═════ THE INPUT ═════
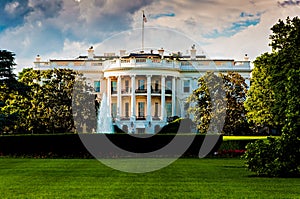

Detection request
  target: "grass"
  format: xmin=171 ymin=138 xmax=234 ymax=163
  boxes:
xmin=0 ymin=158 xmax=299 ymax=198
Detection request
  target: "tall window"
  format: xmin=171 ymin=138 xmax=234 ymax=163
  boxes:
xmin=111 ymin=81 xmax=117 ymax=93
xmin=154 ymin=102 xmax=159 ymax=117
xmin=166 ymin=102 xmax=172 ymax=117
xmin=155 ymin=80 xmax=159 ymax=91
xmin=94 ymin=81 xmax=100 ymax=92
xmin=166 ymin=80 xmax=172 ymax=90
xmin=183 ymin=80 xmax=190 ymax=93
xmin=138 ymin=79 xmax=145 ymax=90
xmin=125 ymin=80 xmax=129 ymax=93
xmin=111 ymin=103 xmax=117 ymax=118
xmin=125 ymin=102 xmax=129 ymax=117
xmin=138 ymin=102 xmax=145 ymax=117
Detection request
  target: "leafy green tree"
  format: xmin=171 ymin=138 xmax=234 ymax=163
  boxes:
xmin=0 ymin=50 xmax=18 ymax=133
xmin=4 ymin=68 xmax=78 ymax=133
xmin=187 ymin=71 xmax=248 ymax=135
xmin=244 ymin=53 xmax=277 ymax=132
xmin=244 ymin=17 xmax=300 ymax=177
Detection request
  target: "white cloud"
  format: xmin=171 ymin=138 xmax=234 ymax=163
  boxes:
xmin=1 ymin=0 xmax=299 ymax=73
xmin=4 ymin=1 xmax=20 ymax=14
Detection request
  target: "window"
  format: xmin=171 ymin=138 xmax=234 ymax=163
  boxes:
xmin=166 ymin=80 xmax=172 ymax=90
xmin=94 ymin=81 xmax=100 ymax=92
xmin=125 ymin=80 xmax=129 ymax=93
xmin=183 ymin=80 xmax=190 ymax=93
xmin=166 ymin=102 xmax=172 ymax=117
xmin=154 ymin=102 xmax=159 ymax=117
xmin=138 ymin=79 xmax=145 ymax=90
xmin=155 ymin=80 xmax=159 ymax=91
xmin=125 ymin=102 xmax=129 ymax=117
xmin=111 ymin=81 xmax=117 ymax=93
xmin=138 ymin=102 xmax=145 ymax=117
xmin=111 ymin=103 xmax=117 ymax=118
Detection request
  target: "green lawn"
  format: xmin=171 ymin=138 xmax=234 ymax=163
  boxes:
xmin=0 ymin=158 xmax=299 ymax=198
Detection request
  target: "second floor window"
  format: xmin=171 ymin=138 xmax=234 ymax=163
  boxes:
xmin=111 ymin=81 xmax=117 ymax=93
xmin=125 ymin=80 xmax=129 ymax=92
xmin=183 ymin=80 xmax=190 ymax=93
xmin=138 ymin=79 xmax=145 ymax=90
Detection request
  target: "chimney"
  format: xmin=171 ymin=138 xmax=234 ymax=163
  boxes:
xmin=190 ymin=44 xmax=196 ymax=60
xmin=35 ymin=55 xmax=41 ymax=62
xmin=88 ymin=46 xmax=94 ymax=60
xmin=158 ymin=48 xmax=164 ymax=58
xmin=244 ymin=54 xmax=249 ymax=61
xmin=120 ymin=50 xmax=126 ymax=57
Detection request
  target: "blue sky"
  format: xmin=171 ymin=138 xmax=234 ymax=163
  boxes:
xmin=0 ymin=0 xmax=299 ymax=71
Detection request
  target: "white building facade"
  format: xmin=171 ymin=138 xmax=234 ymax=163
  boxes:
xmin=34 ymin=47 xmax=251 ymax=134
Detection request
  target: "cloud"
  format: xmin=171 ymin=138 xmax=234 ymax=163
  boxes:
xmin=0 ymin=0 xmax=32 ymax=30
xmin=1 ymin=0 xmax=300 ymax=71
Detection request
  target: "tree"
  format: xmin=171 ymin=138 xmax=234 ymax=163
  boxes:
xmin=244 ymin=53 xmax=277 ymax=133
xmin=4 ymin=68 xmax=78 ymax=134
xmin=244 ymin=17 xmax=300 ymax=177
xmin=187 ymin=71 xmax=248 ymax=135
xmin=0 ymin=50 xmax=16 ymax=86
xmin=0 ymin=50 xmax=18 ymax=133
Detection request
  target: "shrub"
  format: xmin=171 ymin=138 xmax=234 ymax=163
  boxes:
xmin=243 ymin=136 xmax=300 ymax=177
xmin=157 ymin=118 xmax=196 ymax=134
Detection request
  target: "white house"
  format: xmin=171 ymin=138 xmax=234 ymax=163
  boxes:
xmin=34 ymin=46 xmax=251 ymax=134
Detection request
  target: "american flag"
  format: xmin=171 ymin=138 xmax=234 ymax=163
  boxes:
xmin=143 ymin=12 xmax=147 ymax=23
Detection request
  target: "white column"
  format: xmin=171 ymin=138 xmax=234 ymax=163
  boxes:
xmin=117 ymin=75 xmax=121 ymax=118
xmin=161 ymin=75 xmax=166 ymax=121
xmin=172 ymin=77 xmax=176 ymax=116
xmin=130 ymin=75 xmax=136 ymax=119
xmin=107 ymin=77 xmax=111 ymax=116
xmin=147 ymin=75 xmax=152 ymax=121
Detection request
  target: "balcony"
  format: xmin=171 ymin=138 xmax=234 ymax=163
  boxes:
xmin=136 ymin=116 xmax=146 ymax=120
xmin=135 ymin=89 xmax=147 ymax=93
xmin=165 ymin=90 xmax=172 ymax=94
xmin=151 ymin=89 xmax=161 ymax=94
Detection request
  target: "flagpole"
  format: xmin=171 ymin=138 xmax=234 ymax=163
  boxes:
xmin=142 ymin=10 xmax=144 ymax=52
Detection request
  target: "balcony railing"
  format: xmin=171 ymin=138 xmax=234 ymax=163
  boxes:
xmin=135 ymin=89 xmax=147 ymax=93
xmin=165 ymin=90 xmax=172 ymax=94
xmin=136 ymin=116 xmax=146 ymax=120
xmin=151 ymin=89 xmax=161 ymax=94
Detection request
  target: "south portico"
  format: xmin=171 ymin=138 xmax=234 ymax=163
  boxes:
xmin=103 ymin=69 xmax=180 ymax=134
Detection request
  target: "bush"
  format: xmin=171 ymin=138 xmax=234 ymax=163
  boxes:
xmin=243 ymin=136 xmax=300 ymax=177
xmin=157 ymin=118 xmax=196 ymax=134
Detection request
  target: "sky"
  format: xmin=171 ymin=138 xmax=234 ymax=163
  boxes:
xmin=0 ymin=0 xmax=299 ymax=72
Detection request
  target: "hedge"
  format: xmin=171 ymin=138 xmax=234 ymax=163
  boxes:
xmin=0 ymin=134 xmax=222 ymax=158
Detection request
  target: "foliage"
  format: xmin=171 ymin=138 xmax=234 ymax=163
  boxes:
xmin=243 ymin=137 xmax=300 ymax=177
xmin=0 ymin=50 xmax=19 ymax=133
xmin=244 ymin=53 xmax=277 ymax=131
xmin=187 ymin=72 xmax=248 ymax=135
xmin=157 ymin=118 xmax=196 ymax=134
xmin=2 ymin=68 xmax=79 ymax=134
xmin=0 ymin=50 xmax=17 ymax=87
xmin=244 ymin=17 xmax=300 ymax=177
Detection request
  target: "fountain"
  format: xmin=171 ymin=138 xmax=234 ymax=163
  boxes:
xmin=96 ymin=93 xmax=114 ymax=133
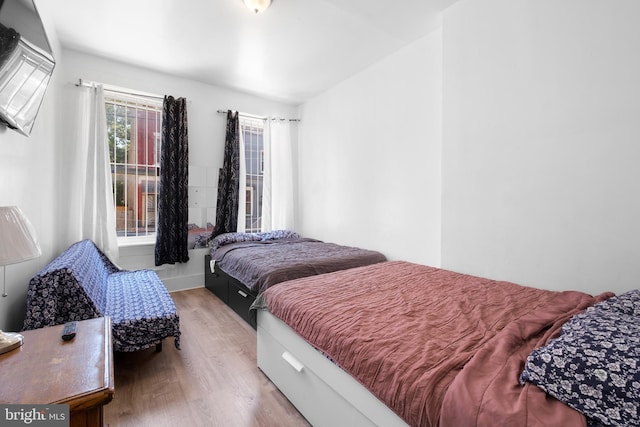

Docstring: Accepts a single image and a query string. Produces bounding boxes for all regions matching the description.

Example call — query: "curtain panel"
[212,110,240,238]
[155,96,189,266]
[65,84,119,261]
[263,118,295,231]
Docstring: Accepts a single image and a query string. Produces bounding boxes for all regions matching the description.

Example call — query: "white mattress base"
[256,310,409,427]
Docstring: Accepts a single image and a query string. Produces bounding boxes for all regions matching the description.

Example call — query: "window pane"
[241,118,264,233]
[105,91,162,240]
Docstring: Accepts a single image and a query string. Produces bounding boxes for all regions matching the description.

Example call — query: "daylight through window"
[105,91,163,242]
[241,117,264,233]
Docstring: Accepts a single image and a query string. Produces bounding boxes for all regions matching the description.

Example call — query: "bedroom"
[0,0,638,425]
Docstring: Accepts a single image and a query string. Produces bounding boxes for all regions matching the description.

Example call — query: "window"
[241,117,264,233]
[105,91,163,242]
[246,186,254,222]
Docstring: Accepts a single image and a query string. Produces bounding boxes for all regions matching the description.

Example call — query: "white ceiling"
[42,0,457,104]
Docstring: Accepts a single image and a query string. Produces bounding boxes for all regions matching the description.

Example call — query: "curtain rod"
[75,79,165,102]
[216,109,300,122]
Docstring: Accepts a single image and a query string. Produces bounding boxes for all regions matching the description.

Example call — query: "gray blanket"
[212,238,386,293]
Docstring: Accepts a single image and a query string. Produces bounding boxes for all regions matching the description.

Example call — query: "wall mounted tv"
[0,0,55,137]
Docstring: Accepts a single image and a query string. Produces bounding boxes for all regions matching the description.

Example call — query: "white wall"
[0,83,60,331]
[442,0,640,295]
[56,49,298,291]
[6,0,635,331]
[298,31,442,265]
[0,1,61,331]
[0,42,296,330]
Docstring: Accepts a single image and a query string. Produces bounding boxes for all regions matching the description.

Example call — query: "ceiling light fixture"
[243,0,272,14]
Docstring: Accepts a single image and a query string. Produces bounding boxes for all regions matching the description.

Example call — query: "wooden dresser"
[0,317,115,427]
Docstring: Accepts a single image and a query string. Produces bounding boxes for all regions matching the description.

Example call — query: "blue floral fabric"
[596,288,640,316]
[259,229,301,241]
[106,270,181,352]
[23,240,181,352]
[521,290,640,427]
═════
WORK REQUIRED
Copy task for the entries above: every line with the string "tree".

SOLUTION TO THE PROBLEM
  target: "leafy green tree"
  target: "tree"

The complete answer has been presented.